- [Records supplied]:
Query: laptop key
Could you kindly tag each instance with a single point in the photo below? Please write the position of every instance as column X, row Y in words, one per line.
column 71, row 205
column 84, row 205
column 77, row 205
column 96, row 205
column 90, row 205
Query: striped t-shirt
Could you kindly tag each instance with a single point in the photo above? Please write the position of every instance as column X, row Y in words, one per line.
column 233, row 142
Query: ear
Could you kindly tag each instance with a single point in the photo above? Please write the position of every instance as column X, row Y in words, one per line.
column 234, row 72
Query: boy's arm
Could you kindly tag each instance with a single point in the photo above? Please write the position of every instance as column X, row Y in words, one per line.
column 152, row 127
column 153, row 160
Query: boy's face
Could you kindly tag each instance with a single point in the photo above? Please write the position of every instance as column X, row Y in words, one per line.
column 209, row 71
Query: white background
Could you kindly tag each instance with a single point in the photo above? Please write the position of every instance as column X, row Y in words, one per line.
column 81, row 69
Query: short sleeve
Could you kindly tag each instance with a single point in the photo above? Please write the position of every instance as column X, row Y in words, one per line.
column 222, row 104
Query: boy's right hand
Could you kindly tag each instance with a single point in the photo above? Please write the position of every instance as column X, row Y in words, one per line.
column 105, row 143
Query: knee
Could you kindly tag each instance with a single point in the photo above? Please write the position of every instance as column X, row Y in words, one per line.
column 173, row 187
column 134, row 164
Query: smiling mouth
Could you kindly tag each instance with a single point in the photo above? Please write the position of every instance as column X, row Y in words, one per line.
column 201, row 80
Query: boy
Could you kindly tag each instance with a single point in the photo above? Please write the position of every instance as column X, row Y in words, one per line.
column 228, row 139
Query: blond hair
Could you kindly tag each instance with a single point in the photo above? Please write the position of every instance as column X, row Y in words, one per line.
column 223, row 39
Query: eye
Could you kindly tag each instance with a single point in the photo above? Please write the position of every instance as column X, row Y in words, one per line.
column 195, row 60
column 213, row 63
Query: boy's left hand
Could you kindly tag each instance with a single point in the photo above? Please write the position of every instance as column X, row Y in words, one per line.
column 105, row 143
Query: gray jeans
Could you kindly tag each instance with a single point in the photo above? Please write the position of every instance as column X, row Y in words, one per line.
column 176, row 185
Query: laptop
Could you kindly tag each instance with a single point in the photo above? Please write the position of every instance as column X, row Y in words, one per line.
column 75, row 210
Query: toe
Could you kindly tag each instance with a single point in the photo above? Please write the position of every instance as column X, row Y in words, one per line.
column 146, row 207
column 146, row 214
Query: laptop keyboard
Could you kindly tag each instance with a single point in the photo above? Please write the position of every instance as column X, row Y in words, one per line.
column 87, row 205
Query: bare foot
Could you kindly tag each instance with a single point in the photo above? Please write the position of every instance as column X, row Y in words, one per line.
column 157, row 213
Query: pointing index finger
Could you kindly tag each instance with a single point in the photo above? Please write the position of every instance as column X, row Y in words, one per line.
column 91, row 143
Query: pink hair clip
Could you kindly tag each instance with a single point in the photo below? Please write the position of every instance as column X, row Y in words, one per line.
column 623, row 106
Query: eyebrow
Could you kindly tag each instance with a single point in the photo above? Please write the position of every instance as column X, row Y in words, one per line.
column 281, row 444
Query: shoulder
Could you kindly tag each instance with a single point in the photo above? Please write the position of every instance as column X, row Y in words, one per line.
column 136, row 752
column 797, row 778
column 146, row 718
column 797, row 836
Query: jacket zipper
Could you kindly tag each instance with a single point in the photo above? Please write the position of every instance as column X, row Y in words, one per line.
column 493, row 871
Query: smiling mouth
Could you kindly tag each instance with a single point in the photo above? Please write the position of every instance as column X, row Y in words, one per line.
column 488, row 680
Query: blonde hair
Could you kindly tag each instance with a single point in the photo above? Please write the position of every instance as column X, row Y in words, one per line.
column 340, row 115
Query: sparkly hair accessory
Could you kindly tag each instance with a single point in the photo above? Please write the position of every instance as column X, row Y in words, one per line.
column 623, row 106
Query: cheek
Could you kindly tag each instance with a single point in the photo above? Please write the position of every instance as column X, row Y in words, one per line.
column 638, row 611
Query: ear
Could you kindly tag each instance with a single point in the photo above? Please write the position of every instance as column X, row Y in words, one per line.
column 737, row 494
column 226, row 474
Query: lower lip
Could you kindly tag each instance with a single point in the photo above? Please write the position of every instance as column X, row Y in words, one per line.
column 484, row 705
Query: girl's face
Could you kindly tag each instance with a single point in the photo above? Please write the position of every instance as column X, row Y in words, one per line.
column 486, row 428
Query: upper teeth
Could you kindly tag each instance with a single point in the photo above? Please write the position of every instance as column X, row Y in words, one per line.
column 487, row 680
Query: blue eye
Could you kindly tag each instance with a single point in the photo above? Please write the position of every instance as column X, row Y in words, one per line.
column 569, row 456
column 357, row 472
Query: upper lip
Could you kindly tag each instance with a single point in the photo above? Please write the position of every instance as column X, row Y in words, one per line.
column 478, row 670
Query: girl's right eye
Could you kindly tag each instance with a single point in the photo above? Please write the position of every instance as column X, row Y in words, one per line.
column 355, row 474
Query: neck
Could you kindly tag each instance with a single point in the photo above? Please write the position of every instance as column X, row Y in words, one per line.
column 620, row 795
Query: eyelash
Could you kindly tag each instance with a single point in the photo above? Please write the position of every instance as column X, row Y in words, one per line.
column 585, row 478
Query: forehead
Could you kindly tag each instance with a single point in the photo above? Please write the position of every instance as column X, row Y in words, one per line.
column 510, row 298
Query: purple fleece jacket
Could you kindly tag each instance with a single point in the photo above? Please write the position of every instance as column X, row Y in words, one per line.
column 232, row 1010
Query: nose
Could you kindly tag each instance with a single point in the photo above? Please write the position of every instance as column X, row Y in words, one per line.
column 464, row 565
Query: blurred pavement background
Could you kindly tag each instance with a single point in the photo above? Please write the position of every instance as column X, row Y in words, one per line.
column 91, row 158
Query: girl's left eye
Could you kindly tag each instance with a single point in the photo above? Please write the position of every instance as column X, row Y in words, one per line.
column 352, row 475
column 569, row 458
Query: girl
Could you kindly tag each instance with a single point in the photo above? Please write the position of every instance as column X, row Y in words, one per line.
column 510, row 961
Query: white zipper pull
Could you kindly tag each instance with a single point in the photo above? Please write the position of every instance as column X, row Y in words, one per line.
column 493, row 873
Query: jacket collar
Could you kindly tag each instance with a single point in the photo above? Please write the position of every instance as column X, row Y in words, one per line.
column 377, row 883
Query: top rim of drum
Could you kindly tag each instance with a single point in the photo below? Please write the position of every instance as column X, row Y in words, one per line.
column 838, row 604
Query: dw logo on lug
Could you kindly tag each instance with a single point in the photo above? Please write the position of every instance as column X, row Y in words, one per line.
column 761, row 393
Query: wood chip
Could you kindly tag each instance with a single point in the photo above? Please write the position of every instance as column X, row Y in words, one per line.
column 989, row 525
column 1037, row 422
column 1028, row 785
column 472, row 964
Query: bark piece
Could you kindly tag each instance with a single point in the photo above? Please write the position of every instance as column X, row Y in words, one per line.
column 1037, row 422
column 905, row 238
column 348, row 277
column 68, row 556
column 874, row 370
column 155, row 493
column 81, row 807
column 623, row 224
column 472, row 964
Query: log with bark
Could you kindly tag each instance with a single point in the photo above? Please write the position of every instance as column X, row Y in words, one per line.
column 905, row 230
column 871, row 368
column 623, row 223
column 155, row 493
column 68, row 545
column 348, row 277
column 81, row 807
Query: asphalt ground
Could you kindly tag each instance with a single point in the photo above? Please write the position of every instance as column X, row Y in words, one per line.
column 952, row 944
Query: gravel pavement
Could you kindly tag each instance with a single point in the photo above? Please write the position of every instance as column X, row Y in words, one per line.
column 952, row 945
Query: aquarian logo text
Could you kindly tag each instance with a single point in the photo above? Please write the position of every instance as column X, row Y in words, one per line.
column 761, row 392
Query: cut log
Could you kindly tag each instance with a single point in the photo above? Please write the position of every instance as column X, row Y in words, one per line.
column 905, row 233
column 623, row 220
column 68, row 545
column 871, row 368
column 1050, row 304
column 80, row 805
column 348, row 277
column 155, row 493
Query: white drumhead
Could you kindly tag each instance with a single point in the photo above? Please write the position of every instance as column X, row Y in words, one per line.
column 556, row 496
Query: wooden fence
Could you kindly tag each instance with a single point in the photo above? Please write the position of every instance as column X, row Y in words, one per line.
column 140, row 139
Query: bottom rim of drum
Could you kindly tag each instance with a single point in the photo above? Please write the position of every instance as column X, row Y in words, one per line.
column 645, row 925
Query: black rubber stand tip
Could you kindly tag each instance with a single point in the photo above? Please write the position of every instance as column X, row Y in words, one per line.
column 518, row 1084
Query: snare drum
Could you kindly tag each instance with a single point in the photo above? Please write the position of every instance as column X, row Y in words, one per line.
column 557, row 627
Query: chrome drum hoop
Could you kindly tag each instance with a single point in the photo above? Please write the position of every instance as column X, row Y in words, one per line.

- [Requirements]: Transcribe the lines of the records above verbatim, starting with the line that contains "Query: jacket zipper" and ending after the line that contains "column 226, row 474".

- [Exercise answer]:
Query: jacket zipper
Could you kindly tag each instance with a single point in the photo above? Please write the position of every instance as column X, row Y in words, one per line.
column 493, row 871
Query: smiling mouth
Could you kindly tag each instance with a single point in the photo above? Please write the position of every instance as column X, row Y in words, one per line.
column 488, row 680
Query: blonde hair
Could you kindly tag each instance with a single point in the photo above? Please write the position of every instance as column X, row Y in words, one per line.
column 340, row 115
Query: sparkly hair accessory
Could you kindly tag each instance with a single point in the photo above? Please write the position of every instance as column X, row Y in words, one per line.
column 623, row 106
Query: cheek
Could you kindly tag each instance with a single point in the photo above? Please write the position of every instance as column X, row Y in words, one per line.
column 638, row 611
Query: ear
Could you kindly tag each instance with a single point in the photo above? Please write the position of every instance as column X, row Y in words, one per line.
column 737, row 494
column 226, row 474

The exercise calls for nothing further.